**Document extract**:
◆ ◆ ◆ ◆ ◆ ◆ ◆

From: Marc Yablonski
Dated: April 12, 2018
Subject: Friendship across the border: NDG Vietnam vet remembers buddy 50 years later
Right. That's a newer book of his. If I'm not mistaken, he wrote that within the last few years. The guys felt really betrayed by their own government when they came back. They were not allowed to join Canadian veterans organizations or march in their Victoria Day parades. One guy told me that he didn't even tell his new bride that he'd been in Vietnam until three years after they were married! Another felt that the notion that Canada did not participate in the Vietnam war was a fallacy since, said he, 90% of the herbicide Agent Orange was manufactured at the DuPont plant in Elmira, Ontario.
Marc Phillip Yablonka
From: Steve Pennington
Dated: April 12, 2018
Subject: Friendship across the border: NDG Vietnam vet remembers buddy 50 years later
Also, "Cross Border Warriors: Canadians in American Forces, Americans in Canadian Forces, From the Civil War to the Gulf," by Fred Gaffen.
SLP
From: Rick Fredericksen
Dated: April 13, 2018
Subject: Friendship across the border: NDG Vietnam vet remembers buddy 50 years later
Correct. ding ding ding. Dawson spells it Mai Lan.
Rick Fredericksen
From: Rick Fredericksen
Dated: April 13, 2018
Subject: Friendship across the border: NDG Vietnam vet remembers buddy 50 years later
Here's another question from Vietnam War Trivia Book---one closer to home: "This pert Vietnamese girl gave Vietnamese lessons on the radio every morning and, for a while, on television. Who was she?"

◆ ◆ ◆ ◆ ◆ ◆ ◆

A block of data
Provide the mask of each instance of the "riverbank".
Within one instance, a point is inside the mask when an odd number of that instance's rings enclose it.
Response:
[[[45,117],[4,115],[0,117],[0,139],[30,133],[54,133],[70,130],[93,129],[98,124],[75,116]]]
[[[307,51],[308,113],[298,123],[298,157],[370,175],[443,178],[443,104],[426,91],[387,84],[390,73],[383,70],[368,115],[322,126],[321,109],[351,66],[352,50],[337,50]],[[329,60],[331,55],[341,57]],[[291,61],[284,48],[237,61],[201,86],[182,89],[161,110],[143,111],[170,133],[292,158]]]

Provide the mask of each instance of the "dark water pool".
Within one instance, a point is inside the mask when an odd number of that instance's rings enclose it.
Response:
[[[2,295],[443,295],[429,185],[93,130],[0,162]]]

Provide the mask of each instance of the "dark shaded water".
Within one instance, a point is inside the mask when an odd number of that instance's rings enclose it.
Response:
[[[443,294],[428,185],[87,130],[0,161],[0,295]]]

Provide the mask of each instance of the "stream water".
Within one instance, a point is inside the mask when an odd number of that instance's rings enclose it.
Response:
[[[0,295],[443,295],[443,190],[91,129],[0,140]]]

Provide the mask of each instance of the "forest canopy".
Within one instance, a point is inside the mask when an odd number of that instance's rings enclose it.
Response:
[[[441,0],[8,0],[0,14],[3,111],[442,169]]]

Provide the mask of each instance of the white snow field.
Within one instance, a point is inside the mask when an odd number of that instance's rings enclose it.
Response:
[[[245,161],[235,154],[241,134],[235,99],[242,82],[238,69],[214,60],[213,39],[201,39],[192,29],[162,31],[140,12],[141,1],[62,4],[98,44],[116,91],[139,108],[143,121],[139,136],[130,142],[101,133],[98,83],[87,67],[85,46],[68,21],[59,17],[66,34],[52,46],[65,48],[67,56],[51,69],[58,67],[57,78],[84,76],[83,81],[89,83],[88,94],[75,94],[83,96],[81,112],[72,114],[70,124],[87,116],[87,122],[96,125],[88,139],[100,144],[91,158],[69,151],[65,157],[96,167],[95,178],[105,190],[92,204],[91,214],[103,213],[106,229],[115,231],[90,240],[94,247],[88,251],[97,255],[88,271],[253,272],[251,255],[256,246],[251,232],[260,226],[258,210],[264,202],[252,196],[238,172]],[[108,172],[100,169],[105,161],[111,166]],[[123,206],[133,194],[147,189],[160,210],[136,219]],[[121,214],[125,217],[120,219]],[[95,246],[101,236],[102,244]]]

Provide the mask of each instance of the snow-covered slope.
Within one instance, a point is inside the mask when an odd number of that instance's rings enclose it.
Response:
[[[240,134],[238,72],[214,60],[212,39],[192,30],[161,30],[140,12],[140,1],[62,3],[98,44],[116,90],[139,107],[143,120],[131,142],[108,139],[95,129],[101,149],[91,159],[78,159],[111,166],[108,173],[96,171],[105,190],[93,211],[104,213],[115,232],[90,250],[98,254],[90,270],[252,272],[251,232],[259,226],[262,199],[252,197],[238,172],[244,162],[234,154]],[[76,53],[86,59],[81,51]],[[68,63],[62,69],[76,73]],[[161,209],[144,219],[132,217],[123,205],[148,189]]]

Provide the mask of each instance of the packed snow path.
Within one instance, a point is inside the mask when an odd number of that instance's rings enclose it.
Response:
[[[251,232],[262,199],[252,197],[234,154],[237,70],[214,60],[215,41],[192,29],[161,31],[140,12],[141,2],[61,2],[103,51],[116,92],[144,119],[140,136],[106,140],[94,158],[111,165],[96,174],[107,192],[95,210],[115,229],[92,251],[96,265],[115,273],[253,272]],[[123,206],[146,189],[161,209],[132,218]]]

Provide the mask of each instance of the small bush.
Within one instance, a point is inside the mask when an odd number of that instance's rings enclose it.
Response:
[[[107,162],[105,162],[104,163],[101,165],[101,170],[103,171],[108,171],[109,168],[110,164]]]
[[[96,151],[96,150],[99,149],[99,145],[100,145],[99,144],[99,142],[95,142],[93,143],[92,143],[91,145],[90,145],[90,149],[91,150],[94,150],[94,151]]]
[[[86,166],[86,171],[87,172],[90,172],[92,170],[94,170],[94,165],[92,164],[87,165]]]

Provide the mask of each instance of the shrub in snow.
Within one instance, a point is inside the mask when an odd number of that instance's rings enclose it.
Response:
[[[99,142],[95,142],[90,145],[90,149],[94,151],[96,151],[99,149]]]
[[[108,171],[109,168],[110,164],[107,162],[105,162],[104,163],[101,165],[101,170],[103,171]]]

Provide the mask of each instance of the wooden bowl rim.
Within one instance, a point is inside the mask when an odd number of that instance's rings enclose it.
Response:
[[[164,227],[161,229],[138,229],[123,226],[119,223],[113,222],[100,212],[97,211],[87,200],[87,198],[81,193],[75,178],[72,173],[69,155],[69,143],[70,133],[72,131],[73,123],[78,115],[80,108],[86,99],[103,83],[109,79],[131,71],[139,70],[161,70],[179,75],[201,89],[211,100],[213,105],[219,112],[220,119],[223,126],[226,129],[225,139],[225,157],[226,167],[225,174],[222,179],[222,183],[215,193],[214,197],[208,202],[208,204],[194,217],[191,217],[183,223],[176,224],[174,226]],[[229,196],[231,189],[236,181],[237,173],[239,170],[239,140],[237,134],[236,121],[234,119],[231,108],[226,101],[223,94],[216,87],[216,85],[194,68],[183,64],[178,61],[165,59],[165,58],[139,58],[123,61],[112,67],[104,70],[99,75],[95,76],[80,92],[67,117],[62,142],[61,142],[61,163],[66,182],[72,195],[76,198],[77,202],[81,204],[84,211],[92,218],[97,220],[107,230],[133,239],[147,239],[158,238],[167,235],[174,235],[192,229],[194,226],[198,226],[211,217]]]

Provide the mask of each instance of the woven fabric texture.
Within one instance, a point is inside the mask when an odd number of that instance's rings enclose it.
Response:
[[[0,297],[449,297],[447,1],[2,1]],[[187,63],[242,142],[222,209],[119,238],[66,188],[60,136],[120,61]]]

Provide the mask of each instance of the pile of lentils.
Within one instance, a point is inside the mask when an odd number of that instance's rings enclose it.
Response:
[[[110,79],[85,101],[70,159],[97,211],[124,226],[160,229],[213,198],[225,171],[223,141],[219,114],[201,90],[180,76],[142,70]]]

◆ ◆ ◆ ◆ ◆ ◆ ◆

**Requirement 1**:
Duplicate the passage of the email thread starting at "Marc Phillip Yablonka" and ending at "it Mai Lan.".
**Requirement 2**:
According to the email thread, why did one veteran consider the idea that Canada did not take part in the Vietnam War a fallacy?
The records have no connection to the email thread.

**Task solution 1**:
Marc Phillip Yablonka
From: Steve Pennington
Dated: April 12, 2018
Subject: Friendship across the border: NDG Vietnam vet remembers buddy 50 years later
Also, "Cross Border Warriors: Canadians in American Forces, Americans in Canadian Forces, From the Civil War to the Gulf," by Fred Gaffen.
SLP
From: Rick Fredericksen
Dated: April 13, 2018
Subject: Friendship across the border: NDG Vietnam vet remembers buddy 50 years later
Correct. ding ding ding. Dawson spells it Mai Lan.

**Task solution 2**:
He held that view because, as he put it, 90% of the herbicide Agent Orange was manufactured at the DuPont plant in Elmira, Ontario.